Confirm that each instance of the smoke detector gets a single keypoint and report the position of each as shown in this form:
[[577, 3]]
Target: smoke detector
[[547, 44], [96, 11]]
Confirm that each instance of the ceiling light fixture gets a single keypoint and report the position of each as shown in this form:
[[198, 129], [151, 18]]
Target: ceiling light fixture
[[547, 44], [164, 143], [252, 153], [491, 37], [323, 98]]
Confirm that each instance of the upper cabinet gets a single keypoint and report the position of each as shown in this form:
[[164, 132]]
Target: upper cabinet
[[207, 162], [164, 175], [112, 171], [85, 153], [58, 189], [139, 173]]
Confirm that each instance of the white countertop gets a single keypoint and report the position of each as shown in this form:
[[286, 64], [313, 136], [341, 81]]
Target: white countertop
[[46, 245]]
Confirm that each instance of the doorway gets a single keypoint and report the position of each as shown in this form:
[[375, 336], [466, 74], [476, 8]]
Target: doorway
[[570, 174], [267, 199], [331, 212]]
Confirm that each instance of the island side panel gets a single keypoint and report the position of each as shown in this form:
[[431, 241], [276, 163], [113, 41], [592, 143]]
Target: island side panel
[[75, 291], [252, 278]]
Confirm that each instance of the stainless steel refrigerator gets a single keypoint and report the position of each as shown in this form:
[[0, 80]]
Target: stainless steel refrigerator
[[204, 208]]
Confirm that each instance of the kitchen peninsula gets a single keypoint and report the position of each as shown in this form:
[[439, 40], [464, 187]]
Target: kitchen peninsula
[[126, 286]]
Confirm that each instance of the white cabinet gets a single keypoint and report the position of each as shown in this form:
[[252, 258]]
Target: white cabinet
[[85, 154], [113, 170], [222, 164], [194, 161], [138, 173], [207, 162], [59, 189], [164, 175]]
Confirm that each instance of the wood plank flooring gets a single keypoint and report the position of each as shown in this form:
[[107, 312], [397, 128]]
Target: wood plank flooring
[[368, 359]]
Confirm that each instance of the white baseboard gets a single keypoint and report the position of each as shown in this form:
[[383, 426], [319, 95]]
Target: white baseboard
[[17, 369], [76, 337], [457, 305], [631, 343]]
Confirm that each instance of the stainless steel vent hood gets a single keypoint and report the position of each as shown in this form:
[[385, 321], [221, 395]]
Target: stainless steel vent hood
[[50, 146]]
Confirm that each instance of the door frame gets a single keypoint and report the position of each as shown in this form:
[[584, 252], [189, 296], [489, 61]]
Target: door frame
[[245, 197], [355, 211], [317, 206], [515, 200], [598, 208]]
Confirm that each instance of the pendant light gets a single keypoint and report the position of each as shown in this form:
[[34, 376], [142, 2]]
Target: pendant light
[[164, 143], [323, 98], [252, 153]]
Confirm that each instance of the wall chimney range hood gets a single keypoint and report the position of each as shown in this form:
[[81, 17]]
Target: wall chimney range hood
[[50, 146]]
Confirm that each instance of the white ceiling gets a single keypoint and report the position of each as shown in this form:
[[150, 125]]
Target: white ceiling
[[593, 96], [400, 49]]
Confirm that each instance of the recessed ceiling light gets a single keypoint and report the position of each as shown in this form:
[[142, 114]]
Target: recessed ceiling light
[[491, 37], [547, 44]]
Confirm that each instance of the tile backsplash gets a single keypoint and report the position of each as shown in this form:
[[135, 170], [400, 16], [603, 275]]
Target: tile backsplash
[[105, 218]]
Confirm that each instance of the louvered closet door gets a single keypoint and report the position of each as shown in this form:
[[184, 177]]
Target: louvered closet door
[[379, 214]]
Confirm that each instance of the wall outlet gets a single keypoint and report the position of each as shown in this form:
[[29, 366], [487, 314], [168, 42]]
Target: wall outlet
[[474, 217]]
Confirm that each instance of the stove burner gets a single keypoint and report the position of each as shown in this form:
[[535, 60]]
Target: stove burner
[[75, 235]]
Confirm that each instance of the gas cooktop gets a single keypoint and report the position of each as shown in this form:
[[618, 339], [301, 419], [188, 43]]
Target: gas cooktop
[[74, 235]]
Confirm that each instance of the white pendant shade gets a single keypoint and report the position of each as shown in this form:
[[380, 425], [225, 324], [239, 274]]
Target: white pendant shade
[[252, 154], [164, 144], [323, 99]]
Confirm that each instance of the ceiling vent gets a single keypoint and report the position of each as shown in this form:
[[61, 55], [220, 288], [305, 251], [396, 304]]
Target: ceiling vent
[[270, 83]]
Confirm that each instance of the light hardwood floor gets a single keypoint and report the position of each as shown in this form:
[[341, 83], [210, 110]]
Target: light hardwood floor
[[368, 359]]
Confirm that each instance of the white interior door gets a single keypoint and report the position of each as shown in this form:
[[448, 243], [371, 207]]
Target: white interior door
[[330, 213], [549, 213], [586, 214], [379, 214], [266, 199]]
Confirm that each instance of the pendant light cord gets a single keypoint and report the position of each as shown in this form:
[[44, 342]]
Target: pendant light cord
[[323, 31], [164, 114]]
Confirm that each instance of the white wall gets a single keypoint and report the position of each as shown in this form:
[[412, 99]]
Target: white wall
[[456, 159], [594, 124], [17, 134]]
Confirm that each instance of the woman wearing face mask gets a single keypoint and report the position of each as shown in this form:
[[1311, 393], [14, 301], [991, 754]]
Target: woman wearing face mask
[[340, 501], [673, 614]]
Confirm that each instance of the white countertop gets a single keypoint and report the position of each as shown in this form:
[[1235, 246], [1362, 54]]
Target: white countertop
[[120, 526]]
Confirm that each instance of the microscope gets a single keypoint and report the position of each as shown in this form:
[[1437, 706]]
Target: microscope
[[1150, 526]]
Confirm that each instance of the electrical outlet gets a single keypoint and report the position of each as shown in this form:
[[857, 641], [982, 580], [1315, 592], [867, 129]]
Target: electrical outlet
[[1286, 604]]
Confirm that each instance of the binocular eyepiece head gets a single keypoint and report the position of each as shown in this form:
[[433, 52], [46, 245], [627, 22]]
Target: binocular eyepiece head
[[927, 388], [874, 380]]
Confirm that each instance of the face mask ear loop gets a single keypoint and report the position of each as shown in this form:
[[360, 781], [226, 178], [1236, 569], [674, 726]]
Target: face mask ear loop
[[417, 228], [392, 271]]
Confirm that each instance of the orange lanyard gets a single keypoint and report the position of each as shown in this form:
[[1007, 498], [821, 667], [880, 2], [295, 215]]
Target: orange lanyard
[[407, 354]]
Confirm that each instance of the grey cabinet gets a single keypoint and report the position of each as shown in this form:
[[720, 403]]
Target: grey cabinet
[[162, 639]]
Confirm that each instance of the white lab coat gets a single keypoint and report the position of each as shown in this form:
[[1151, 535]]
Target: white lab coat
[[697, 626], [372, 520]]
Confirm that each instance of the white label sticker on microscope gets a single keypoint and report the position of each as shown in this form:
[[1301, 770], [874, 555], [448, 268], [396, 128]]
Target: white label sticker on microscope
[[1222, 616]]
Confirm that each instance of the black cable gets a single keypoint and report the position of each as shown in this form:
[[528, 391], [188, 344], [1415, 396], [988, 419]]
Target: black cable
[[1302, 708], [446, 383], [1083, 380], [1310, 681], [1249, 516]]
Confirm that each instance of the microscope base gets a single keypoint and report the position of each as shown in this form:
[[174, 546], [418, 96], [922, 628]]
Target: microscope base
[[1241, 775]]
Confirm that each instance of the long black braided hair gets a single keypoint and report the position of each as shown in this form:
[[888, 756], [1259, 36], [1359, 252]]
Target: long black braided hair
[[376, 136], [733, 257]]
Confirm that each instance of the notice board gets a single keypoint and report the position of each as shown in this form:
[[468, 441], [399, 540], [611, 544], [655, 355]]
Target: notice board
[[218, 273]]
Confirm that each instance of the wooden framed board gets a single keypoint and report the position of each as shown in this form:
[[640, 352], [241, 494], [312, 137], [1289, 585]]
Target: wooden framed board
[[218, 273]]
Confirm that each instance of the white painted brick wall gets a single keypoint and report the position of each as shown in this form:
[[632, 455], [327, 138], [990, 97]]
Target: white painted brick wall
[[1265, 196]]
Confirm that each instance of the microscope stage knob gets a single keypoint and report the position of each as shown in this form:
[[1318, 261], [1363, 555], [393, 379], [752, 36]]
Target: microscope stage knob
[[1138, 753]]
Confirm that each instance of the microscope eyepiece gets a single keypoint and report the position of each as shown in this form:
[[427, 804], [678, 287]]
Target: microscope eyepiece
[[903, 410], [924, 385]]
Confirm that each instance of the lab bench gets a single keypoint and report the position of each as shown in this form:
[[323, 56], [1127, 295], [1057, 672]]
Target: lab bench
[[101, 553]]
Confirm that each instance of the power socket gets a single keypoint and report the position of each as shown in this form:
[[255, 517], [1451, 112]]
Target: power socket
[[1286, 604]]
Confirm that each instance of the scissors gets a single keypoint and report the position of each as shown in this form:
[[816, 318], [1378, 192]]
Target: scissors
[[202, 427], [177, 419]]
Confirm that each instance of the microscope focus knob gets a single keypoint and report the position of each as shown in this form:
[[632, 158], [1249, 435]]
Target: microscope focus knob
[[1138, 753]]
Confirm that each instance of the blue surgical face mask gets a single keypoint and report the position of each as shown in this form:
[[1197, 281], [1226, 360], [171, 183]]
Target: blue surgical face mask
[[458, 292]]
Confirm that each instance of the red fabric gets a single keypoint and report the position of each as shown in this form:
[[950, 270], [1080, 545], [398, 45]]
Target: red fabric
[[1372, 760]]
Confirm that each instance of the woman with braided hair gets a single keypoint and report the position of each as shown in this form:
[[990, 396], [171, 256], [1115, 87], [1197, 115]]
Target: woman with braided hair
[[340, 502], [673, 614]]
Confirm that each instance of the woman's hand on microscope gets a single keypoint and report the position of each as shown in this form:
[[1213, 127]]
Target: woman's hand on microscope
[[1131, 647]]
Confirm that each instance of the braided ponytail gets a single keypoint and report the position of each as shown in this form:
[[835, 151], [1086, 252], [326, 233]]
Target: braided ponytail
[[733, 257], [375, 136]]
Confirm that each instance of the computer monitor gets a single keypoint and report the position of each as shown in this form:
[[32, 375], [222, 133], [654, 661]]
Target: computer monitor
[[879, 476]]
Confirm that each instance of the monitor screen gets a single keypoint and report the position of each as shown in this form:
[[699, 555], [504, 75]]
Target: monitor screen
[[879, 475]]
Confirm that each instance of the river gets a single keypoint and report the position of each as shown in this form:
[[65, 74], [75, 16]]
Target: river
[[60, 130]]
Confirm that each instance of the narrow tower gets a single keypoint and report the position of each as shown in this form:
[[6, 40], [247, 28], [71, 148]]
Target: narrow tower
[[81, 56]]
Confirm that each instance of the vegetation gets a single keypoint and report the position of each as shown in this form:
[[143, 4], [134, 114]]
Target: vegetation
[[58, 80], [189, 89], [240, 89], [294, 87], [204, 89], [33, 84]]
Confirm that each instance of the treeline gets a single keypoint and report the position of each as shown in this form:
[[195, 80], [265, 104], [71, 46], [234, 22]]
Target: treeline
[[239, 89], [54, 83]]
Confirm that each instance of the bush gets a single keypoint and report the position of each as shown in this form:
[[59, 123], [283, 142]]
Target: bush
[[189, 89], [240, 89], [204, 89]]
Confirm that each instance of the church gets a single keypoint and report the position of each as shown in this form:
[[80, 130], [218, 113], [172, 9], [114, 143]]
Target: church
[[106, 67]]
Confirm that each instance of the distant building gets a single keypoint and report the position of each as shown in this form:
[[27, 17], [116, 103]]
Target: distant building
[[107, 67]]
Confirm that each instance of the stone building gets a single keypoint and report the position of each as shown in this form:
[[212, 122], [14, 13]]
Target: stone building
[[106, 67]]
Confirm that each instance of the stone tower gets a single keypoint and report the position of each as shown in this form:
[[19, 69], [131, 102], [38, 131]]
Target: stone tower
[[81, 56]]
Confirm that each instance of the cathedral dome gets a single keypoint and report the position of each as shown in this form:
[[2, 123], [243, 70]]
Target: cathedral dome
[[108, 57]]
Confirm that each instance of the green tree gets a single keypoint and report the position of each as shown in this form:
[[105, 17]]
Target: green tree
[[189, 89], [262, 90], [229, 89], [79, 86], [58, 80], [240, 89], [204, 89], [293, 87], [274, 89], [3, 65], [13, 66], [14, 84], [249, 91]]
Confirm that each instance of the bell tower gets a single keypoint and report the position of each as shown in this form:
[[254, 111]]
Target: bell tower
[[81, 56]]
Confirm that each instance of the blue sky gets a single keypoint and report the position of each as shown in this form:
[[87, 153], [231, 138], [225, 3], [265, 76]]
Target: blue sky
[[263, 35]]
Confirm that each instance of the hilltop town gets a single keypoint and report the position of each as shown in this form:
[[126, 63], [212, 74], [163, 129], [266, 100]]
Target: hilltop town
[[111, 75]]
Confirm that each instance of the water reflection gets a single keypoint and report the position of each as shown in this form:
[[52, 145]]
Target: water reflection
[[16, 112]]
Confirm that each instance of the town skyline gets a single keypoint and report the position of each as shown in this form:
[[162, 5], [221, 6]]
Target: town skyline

========================================

**Task prompt:** Copy back the listing above exactly, but only from the line with "Target: lab bench" through the line with "Confirm that each instance of the woman with", both ends included.

**Output of the exercise:**
Target: lab bench
[[101, 553]]
Confirm that each instance of the power socket gets a single keypoint and report the position of each as shown in this form:
[[255, 517], [1451, 112]]
Target: power socket
[[1286, 604]]
Confirm that each instance of the scissors gets a single keypoint and report the position of each as shown in this form:
[[816, 318], [1378, 192]]
Target: scissors
[[202, 427], [177, 419]]
Confirm that each instance of the microscope focus knob gets a single keypoint and report the position of each as shown in this form:
[[632, 158], [1249, 435]]
Target: microscope focus knob
[[1138, 753]]
Confirm that each instance of the blue surgical face mask gets a single keypoint and report the position of each as shown in this form:
[[1197, 281], [1226, 360], [171, 183]]
Target: blue surgical face mask
[[458, 292]]
Confirm that each instance of the red fabric gets a single keypoint and report the position of each as shown in this form:
[[950, 270], [1080, 545], [398, 45]]
Target: red fabric
[[1372, 760]]
Confirm that each instance of the woman with braided hair gets a single keypoint and report the position of each as shown in this form:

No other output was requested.